Vorgegebener Text
──────────
Fachkritik an Hellinger
(Letzter Bericht: 3/2003, 99ff) Der Vorstand des psychologischen Fachverbands für Systemische Therapie und Familientherapie (DGSF), der gegenwärtig rund 1500 Mitglieder vertritt, hat sich im Februar 2003 in einer ausführlichen Stellungnahme von dem "Familienaufstellen" nach Bert Hellinger distanziert. Gleichzeitig rief er dazu auf, positive Aspekte dieser neuen Vorgehensweise anzuerkennen. Er plädierte für kritisch-reflektierten Umgang mit dieser Methode. Zuerst wies der Vorstand jedoch auf die Gefährdungen von Klient/innen hin, die von Hellingers "Aura des Nicht-Kritisierbaren" ausgehe. Ein derartig autoritäres Vorgehen sei "mit dem Selbstverständnis der Systemischen Therapie unvereinbar".
Angesichts der weiten Verbreitung des Familienstellens erwartet der Vorstand der Fachgesellschaft von seinen Mitgliedern "einen kritischen, respektlosen Umgang mit Vorgehens- und Verhaltensweisen von Bert Hellinger". Offensichtlich reicht Hellingers Einfluss weit in die Fachkreise der Familientherapie hinein. Deshalb appellieren die Verantwortlichen an das kritische Urteilsvermögen und die fachliche Unabhängigkeit ihrer Mitglieder. Vorsichtig formuliert der Vorstand seinen Wunsch, dass er "von den renommierten Praktikern der Familienaufstellungen die Fähigkeit erhofft, sich von Bert Hellinger zu emanzipieren". Ob dazu Wünschen allein ausreicht?
──────────
Bereitgestellte Daten
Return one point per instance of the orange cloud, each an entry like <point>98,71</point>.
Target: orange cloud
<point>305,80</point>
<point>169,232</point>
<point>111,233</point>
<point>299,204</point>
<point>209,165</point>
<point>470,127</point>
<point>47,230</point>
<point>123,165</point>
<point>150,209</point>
──────────
Zu lösende Aufgaben
a. Schreiben Sie aus dem Text zur Fachkritik an Hellinger alles von „Angesichts der weiten“ bis hinunter zu „Wünschen allein ausreicht?“ wortgetreu nieder.
b. Beantworten Sie anhand des Textes zur Fachkritik an Hellinger die folgenden Fragen:
(i) Wie viele Mitglieder vertritt der Fachverband nach Angabe des Textes gegenwärtig?
(ii) Mit welchem Selbstverständnis sei ein derartig autoritäres Vorgehen laut Vorstand unvereinbar?
(iii) An welche zwei Eigenschaften ihrer Mitglieder appellieren die Verantwortlichen?
c. Schreiben Sie den Text zur Fachkritik an Hellinger im Anschluss an seinen letzten Satz weiter.

Lösungen der Aufgaben
a.
Angesichts der weiten Verbreitung des Familienstellens erwartet der Vorstand der Fachgesellschaft von seinen Mitgliedern "einen kritischen, respektlosen Umgang mit Vorgehens- und Verhaltensweisen von Bert Hellinger". Offensichtlich reicht Hellingers Einfluss weit in die Fachkreise der Familientherapie hinein. Deshalb appellieren die Verantwortlichen an das kritische Urteilsvermögen und die fachliche Unabhängigkeit ihrer Mitglieder. Vorsichtig formuliert der Vorstand seinen Wunsch, dass er "von den renommierten Praktikern der Familienaufstellungen die Fähigkeit erhofft, sich von Bert Hellinger zu emanzipieren". Ob dazu Wünschen allein ausreicht?

b.
(i) Rund 1500 Mitglieder.
(ii) Mit dem Selbstverständnis der Systemischen Therapie.
(iii) An das kritische Urteilsvermögen und die fachliche Unabhängigkeit.

c.
Immerhin wird die Praxis der Familienaufstellungen "zu einem nicht geringen Teil als kritisch, ethisch nicht vertretbar und gefährlich für die Betroffenen" beurteilt. Besonders die Großgruppen-Veranstaltungen werden angeprangert, in denen "ohne ausreichende therapeutische Rahmung, vor allem ohne die persönliche Beziehung zu dem Therapeuten, den Klienten suggeriert werde, dass selbst gravierende psychische Problemsituationen durch eine einzige Familienaufstellung grundlegend verändert werden" könnten.
Die Verwendung dieser Methode erscheint dem Fachverband nur dann akzeptabel, wenn Familienaufstellungen in einen längeren Prozess von Systemischer Therapie und Beratung eingebettet sind und nur einen Bestandteil eines therapeutischen bzw. beraterischen Prozesses bilden. Eine fundierte Ausbildung und Praxis in Systemischer Beratung bzw. Therapie wird ebenfalls als unabdingbar angesehen (www.dgsf.org/dgsf/berufspolitik/hellinger.htm).